◆ EXTRACTED INFORMATION ◆
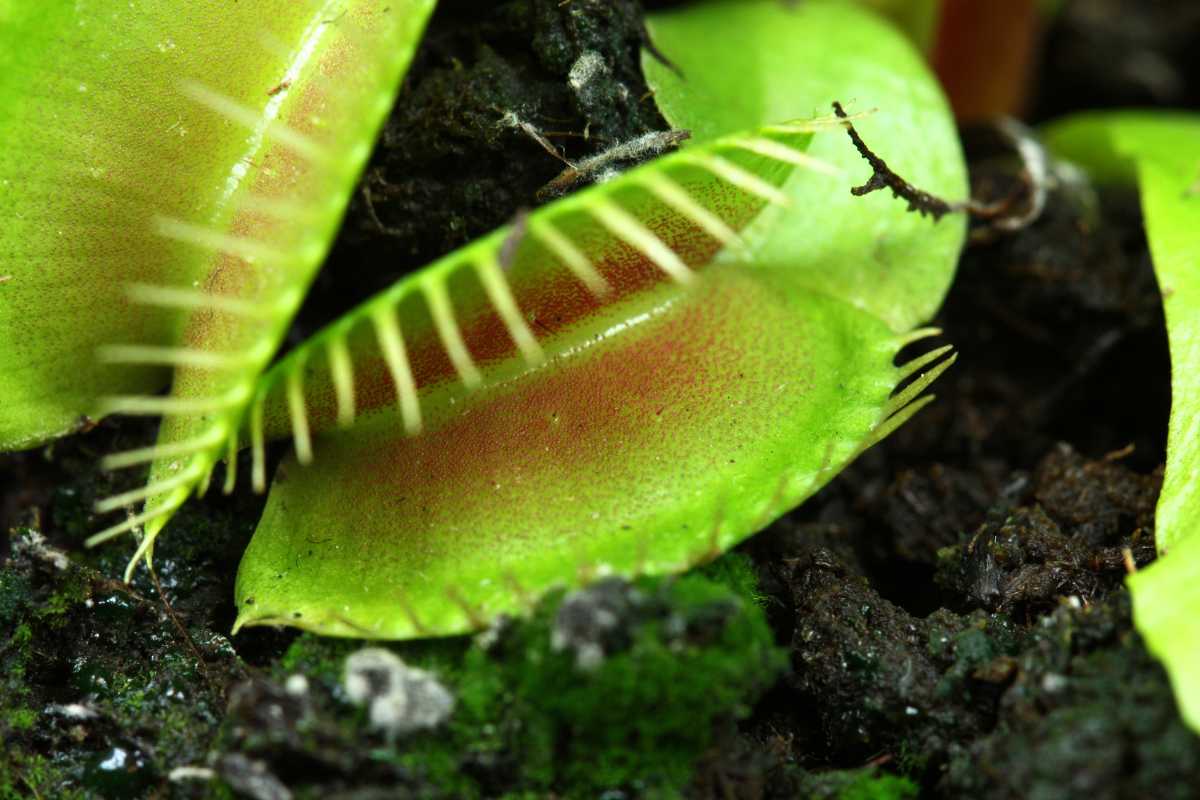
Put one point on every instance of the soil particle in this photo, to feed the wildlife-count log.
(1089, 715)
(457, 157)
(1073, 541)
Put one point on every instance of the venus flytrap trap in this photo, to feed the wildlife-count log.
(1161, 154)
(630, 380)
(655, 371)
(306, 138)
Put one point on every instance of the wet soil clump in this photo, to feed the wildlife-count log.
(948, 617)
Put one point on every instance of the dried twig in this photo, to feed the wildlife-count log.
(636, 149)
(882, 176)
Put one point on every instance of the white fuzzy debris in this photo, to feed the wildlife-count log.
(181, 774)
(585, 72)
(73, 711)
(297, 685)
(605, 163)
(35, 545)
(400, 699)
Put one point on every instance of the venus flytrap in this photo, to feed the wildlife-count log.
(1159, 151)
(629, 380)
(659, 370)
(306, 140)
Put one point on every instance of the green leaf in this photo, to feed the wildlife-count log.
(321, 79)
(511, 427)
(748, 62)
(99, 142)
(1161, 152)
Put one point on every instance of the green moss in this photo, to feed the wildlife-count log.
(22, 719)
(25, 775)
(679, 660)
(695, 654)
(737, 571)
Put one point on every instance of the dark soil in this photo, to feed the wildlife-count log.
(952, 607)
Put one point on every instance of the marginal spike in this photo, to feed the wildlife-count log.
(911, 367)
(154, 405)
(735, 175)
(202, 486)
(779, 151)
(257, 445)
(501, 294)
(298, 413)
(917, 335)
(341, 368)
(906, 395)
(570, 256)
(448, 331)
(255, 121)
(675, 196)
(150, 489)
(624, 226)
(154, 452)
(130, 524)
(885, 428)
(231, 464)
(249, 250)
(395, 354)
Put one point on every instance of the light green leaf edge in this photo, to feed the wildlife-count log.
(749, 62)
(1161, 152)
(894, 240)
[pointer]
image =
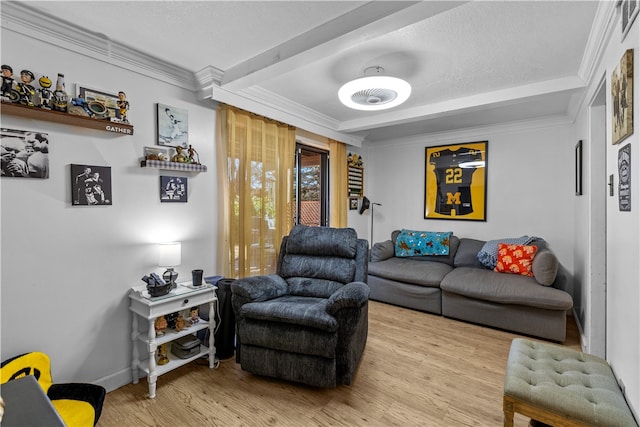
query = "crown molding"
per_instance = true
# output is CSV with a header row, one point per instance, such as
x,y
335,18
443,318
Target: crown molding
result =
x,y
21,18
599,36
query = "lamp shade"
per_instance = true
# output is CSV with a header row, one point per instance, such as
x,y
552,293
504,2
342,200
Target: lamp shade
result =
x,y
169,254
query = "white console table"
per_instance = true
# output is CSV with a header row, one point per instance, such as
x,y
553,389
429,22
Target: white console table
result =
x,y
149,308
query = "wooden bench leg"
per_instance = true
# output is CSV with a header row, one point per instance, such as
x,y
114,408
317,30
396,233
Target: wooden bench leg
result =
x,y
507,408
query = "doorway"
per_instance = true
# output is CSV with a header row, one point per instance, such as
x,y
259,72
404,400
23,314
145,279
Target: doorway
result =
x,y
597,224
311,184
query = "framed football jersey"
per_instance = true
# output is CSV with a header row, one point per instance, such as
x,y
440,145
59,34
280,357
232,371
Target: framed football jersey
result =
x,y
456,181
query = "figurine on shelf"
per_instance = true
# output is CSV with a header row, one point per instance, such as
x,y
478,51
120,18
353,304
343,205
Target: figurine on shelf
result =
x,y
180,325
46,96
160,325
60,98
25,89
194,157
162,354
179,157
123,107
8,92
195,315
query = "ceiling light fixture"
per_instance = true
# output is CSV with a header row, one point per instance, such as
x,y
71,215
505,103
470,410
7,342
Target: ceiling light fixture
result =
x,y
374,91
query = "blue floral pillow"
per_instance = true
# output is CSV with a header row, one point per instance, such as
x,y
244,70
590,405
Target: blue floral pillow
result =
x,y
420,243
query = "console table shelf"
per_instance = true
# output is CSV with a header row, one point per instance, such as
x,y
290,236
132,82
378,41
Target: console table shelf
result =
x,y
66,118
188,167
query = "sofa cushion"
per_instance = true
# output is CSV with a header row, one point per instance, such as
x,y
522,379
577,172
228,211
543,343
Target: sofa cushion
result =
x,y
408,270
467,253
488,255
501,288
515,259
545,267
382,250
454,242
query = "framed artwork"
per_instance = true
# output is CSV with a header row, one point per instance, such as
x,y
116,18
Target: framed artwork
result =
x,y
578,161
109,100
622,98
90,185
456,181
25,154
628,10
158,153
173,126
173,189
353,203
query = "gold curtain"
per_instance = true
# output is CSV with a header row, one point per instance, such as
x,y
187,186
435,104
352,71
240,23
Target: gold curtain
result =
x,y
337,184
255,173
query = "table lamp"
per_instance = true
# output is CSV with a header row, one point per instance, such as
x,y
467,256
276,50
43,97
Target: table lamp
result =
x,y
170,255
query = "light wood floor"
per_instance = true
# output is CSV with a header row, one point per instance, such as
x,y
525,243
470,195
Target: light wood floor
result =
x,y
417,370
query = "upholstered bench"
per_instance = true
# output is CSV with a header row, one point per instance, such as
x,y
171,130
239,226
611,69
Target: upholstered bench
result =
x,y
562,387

◆ TASK BRIEF ◆
Retype the whole listing exactly and leave the pictures out.

◆ ANSWER FOR THIS EXERCISE ◆
Put one point on every instance of the soil particle in this photo, to feed the wildlife-count log.
(1089, 715)
(457, 157)
(1073, 541)
Put one point on every instance of the venus flytrap trap in this photo, to feed the wildlife-count log.
(1161, 154)
(630, 380)
(655, 371)
(306, 138)
Put one point on every instance of the wet soil clump in this photo, to feed the wildlife-count log.
(948, 617)
Put one point on every instance of the dried twig in this photo, to feed the wildlife-count log.
(636, 149)
(882, 176)
Put one point on every instance of the white fuzzy debris in this photo, to feed the wildlife-count log.
(181, 774)
(585, 72)
(73, 711)
(297, 685)
(605, 163)
(35, 545)
(400, 699)
Put one point on every instance of the venus flytrap in this photo, to feed the wildlife-count log.
(1159, 151)
(629, 380)
(659, 370)
(306, 140)
Put one point on every instance of the green leaf in this photo, to feed the wildlife-count log.
(321, 79)
(511, 427)
(748, 62)
(99, 142)
(1161, 152)
Put one point on every instance of the green moss in this photo, to feed the wildlife-count log.
(22, 719)
(25, 775)
(679, 660)
(695, 654)
(737, 571)
Put one point on every instance of the dark soil in this photo, to feed the wildlife-count log.
(952, 607)
Put one point on every instance of the marginal spike in this photo, to feed the wildlife-count log.
(911, 367)
(154, 405)
(735, 175)
(202, 486)
(779, 151)
(257, 445)
(501, 294)
(298, 413)
(917, 335)
(341, 368)
(906, 395)
(570, 256)
(448, 331)
(255, 121)
(675, 196)
(150, 489)
(624, 226)
(154, 452)
(130, 524)
(885, 428)
(231, 464)
(249, 250)
(395, 354)
Put one point on every instance of the light green leaf edge in this photo, to feed the wildlife-count log.
(749, 62)
(1161, 152)
(894, 240)
[pointer]
image =
query = "crown molding"
per_instance = true
# output is CSV with a header row, one point per instance, such as
x,y
335,18
443,318
Target: crown molding
result =
x,y
21,18
599,36
query = "lamp shade"
per_instance = true
# output is CSV with a header row, one point per instance, such as
x,y
552,293
504,2
342,200
Target: lamp shade
result =
x,y
169,254
query = "white console table"
per_instance = true
# output is CSV with a header row, one point per instance, such as
x,y
553,389
429,22
Target: white console table
result =
x,y
149,308
query = "wooden bench leg"
per_instance = true
# output is CSV with a header row, one point per instance, such as
x,y
114,408
317,30
396,233
Target: wooden bench leg
result =
x,y
507,408
query = "doorway"
per_instance = true
# output is CSV with a header row, one point per instance, such as
x,y
259,72
404,400
23,314
145,279
Target: doorway
result =
x,y
597,224
311,184
query = "framed football jersey"
per_instance = true
# output is CSV with a header row, one point per instance, such as
x,y
440,145
59,34
280,357
232,371
Target: framed football jersey
result =
x,y
456,181
query = "figurine on shelf"
per_instance = true
# output is CSV with a header row, one point per instance, such as
x,y
478,51
120,18
353,304
343,205
Target: figurine on shelf
result =
x,y
180,325
46,96
160,325
60,98
25,89
194,157
162,354
179,157
123,107
8,92
195,315
query = "ceiling light fixture"
per_instance = true
# output is CSV with a header row, one point per instance, such as
x,y
71,215
505,103
470,410
7,342
Target: ceiling light fixture
result =
x,y
374,91
query = "blue floral pillow"
per_instance = true
# output is CSV with a header row, one point per instance, such as
x,y
244,70
590,405
Target: blue floral pillow
result =
x,y
420,243
query = "console table shelf"
per_instance = true
# output is CSV with a header row, one point per instance, such as
x,y
290,236
132,82
378,41
Target: console table shelf
result =
x,y
66,118
188,167
query = "sofa cushion"
per_instance = true
# output is CSV with a header row, one point per instance, such as
x,y
522,379
577,172
228,211
543,343
Target: sofa cushion
result =
x,y
408,270
467,253
488,255
501,288
515,259
545,267
382,250
454,242
query = "framed artwork"
per_instance = true
# output is CSV with a header row, one point per instance, such as
x,y
116,18
Target: framed artwork
result =
x,y
578,161
109,100
622,98
90,185
456,181
25,154
628,10
158,153
173,126
173,189
353,203
query = "gold curtain"
per_instance = true
# output is CSV with a header row, one point per instance, such as
x,y
187,186
435,104
352,71
240,23
Target: gold curtain
result =
x,y
337,184
255,173
query = "table lamp"
per_instance = true
# output is CSV with a header row, one point per instance, such as
x,y
467,256
276,50
43,97
Target: table lamp
result =
x,y
170,255
query = "light wood floor"
per_instance = true
# output is CSV with a header row, one point per instance, such as
x,y
525,243
470,195
Target: light wood floor
result =
x,y
417,370
query = "upholstered bench"
per_instance = true
# output is CSV with a header row, one point per instance, such as
x,y
171,130
239,226
611,69
Target: upholstered bench
result =
x,y
562,387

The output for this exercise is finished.